● Task details: Gather every line of the records that contains the string "book". Case counts.

[Excerpts from pointing data]
--------------------------------
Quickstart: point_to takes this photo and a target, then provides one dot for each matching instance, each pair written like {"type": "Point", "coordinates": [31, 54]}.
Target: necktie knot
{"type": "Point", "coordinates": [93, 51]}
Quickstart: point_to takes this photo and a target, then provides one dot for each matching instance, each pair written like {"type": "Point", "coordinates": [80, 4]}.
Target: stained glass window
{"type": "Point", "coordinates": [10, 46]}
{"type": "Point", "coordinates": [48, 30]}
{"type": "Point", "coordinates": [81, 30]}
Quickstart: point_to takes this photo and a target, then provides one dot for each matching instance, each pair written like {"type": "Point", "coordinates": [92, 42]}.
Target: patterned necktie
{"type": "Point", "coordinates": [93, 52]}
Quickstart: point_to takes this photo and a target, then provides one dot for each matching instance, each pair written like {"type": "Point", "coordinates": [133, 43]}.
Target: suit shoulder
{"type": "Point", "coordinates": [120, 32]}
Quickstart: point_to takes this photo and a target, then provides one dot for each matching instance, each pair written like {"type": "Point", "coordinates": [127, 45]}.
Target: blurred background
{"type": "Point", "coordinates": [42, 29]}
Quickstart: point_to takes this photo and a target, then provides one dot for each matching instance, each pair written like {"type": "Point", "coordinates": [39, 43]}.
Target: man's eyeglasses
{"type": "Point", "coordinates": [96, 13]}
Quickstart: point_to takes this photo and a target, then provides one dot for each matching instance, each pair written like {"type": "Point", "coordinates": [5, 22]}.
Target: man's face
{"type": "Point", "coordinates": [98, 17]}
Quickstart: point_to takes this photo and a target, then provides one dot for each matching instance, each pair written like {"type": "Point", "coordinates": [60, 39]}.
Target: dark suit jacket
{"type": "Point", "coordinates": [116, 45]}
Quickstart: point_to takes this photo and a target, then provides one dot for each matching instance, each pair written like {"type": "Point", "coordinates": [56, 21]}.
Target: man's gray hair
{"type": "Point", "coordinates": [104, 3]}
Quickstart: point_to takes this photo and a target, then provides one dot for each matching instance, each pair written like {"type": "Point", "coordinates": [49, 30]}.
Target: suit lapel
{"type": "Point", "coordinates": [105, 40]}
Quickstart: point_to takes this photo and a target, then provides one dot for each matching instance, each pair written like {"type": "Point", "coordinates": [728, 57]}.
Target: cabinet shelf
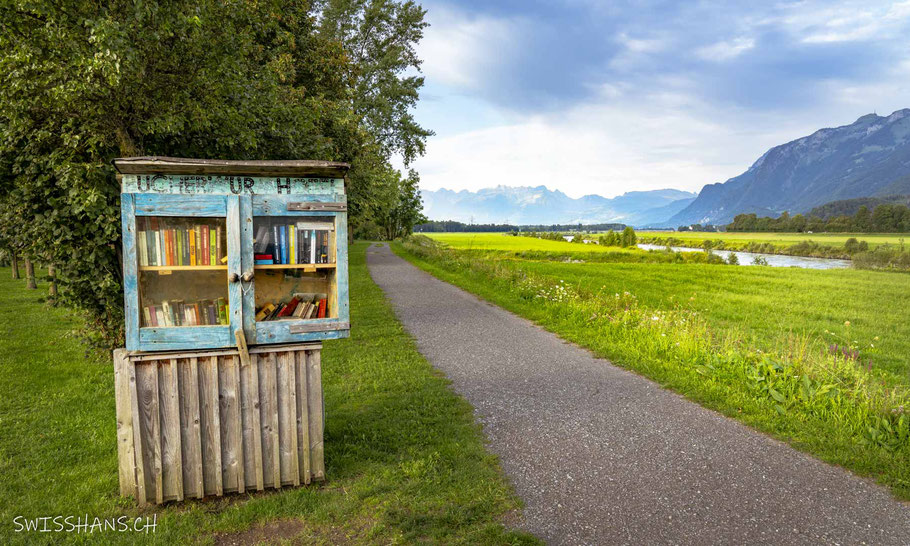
{"type": "Point", "coordinates": [311, 267]}
{"type": "Point", "coordinates": [183, 268]}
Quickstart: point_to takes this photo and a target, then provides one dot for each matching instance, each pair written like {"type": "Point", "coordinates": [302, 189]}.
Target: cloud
{"type": "Point", "coordinates": [592, 97]}
{"type": "Point", "coordinates": [724, 51]}
{"type": "Point", "coordinates": [462, 51]}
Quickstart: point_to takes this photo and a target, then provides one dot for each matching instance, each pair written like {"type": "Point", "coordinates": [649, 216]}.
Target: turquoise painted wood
{"type": "Point", "coordinates": [194, 184]}
{"type": "Point", "coordinates": [130, 272]}
{"type": "Point", "coordinates": [198, 206]}
{"type": "Point", "coordinates": [246, 264]}
{"type": "Point", "coordinates": [277, 205]}
{"type": "Point", "coordinates": [181, 338]}
{"type": "Point", "coordinates": [341, 266]}
{"type": "Point", "coordinates": [235, 294]}
{"type": "Point", "coordinates": [278, 331]}
{"type": "Point", "coordinates": [238, 200]}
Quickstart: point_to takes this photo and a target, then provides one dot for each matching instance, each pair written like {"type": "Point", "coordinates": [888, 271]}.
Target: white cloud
{"type": "Point", "coordinates": [601, 148]}
{"type": "Point", "coordinates": [724, 51]}
{"type": "Point", "coordinates": [460, 50]}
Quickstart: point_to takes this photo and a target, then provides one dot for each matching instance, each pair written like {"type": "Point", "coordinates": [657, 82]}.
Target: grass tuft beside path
{"type": "Point", "coordinates": [405, 459]}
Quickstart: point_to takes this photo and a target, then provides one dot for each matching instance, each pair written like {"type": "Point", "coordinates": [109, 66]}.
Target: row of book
{"type": "Point", "coordinates": [179, 313]}
{"type": "Point", "coordinates": [158, 245]}
{"type": "Point", "coordinates": [298, 243]}
{"type": "Point", "coordinates": [301, 306]}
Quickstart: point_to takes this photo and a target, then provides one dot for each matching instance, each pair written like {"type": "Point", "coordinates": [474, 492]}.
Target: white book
{"type": "Point", "coordinates": [142, 249]}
--------------------------------
● Completed exercise:
Target: row of book
Target: white book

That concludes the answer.